** Start Provided passage **

Opinion
No. 39168.
March 22, 1954.
1. Cemeteries — wrongful cutting of timber — adverse possession — lost deed — evidence as to.
In suit to recover damages and statutory penalty for wrongful cutting of timber on graveyard property, where in justification of their claim of possession and dominion over property from 1924 graveyard authorities sought to show that they had actually purchased and paid for the property and received a deed to it, and since deed had not been recorded and could not be found graveyard authorities were entitled to show that they had obtained the land in a lawful manner, that the deed thereto had been delivered, and that they at least had color of title.
2. Adverse possession — under void, defective or lost deed.
Adverse possession of property under a void or defective deed may ripen into title, and a void or worthless deed may be sufficient to show the hostile character of the possession, or the date on which adverse possession began and the nature and extent of possession.
3. Cemeteries — adverse possession — under defective or invalid deed.
The principle that adverse possession under a defective or invalid deed may ripen into title, is applicable to graveyard property, and in such case evidence was sufficient to establish ownership of such property in graveyard authorities by adverse possession.
4. Cemeteries — adverse possession — lost instruments — evidence — surveyor's record book.
In such case, evidence from the surveyor's record book was admissible to show the description of the land to which graveyard authorities acquired title by adverse possession and on issue as to whether the deed was actually executed. Sec. 4277, Code 1942.
5. Appeal — instructions — surveyor's record book — as constructive notice.
In such case, requested instruction to the effect that surveyor's record book did not constitute constructive notice of title of graveyard authorities by adverse possession in absence of a recorded deed should have been given, but refusal was harmless, where liability attached by reason of the cutting of the timber on land in the visible possession of the graveyard authorities and after actual notice of their ownership.
6. Appeal — instructions — surveyor's record book as constructive notice.
Similarly, for the reasons set out in the foregoing headnote, an instruction for graveyard authorities that in its enumeration of acts constituting notice of their possession included a reference to surveyor's record book as constructive notice in absence of a recorded deed, was harmless error.
7. Trespass — wrongful cutting of timber — actual damages — statutory penalty imposed.
In such case, under the proof the jury was fully warranted in returning a verdict for actual damages, and in imposing the statutory penalty for the wrongful cutting. Sec. 1075, Code 1942.
Headnotes as approved by Lee, J.
APPEAL from the circuit court of Lauderdale County; JESSE H. GRAHAM, Judge.
Cameron Cameron, Meridian, for appellants.

** End Provided passage **

Required work |
Please pick up the court opinion on the graveyard timber-cutting case above where it stops and continue it.

** Start Dataset excerpts **

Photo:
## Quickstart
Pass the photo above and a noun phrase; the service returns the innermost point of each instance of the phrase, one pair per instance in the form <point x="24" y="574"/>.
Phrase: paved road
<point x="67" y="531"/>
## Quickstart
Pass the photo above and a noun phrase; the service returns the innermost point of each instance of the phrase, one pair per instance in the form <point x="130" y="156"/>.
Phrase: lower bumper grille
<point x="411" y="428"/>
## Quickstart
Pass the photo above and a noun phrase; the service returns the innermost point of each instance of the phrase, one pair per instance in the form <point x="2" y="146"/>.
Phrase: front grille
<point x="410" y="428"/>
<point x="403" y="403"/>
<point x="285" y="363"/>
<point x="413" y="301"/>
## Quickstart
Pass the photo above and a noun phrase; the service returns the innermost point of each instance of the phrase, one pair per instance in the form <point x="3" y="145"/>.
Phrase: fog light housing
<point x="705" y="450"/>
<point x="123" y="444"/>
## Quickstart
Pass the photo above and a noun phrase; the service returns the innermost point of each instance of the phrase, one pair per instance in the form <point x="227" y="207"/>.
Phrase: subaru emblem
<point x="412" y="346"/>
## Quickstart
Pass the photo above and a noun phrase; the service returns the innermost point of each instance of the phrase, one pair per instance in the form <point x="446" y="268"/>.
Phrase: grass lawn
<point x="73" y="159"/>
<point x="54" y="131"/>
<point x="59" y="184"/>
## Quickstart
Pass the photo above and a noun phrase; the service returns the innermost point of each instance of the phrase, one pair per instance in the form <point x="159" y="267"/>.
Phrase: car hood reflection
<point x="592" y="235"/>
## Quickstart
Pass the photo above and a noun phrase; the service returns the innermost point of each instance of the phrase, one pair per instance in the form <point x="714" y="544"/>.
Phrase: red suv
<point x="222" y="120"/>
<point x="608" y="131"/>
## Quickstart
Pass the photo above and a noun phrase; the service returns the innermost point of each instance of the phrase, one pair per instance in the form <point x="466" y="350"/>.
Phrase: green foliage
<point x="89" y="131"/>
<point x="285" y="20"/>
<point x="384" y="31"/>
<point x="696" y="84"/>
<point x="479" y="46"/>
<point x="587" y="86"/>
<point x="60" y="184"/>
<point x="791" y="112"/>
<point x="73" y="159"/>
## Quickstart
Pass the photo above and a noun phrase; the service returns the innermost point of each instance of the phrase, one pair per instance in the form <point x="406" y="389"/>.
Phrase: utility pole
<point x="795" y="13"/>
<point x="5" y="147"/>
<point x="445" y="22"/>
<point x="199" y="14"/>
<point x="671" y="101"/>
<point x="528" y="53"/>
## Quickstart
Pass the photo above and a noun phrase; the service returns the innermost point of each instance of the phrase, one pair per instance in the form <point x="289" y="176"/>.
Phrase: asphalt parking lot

** End Dataset excerpts **

Response to this exercise |
I. The judgment should be reversed because appellees failed to prove ownership to the land from which the timber was cut. Hudson v. Landers, 215 Miss. 447, 61 So.2d 312; Odom v. Luehr, 213 Miss. 782, 57 So.2d 867; Sansing v. Thomas, 211 Miss. 727, 52 So.2d 478; Taylor v. Illinois Cent. R.R. Co., 200 Miss. 571, 27 So.2d 894; Secs. 856, 867, 878, 887, 1075, 1741, 4277, Code 1942.
II. It was error for the trial court to admit evidence taken from surveyor's record book, as content of said book does not constitute notice to subsequent purchases for valuable consideration. Secs. 856, 867, 878, 887, 1075, 1741, 4277, Code 1942.
III. It was error to admit and to fail to exclude all of appellees' evidence with reference to execution of alleged deed and covering land in dispute. Citizens Bank of Coldwater v. Callicott, 178 Miss. 747, 174 So. 78; Graham v. Warren, 81 Miss. 330, 33 So. 71; Melius v. Houston, 41 Miss. 59; Stubblefield v. Roper, 136 Miss. 831, 101 So. 852; Thompson v. Reed, 199 Miss. 129, 23 So.2d 888; Union Planters Bank Tr. Co. v. Rylee, 130 Miss. 892, 94 So. 796; Wasson v. Conner, 54 Miss. 351; 20 Am. Jur., Evidence, Secs. 406, 418 pp. 366, 375.
IV. Appellees failed to show ownership by adverse possession. Gathings v. Miller, 76 Miss. 651, 24 So. 964.
V. There was no proof of willfull trespass or willful cutting to substantiate any judgment for statutory penalty. E.L. Bruce Co. v. Edwards, 192 Miss. 1, 3 So.2d 846.
VI. Appellants cannot recover having failed to show ownership of property involved.
A. Ownership must rest upon strength of appellees' title.
B. Neither record title nor possession of property was established by appellees.
1. Surveyor's record is not a book of record of land titles, and does not constitute notice.
2. Appellees failed to show any record title.
3. Appellees failed to show possession. Collation of authorities: Darrill v. Dodds, 78 Miss. 912, 30 So. 4; Gathings v. Miller, supra; Levy v. Campbell, 200 Miss. 721, 28 So.2d 224; McCleary v. Anthony, 54 Miss. 708; McManus v. Wilson, 138 Miss. 1, 102 So. 543; Magnolia Textiles, Inc. v. Gillis, 206 Miss. 797, 41 So.2d 6; Russell v. Hickory, 116 Miss. 46, 76 So. 825; Secs. 1325, 2897, 4277, Code 1942; Griffith's Mississippi Chancery Practice, Sec. 113.
Gipson, Gipson Wiley, Meridian, for appellees.
I. Cited and discussed the following authorities: Delk v. Hubbard, 153 Miss. 869, 121 So. 845; Secs. 2897, 4277, Code 1942; Chap. 312, Laws 1950.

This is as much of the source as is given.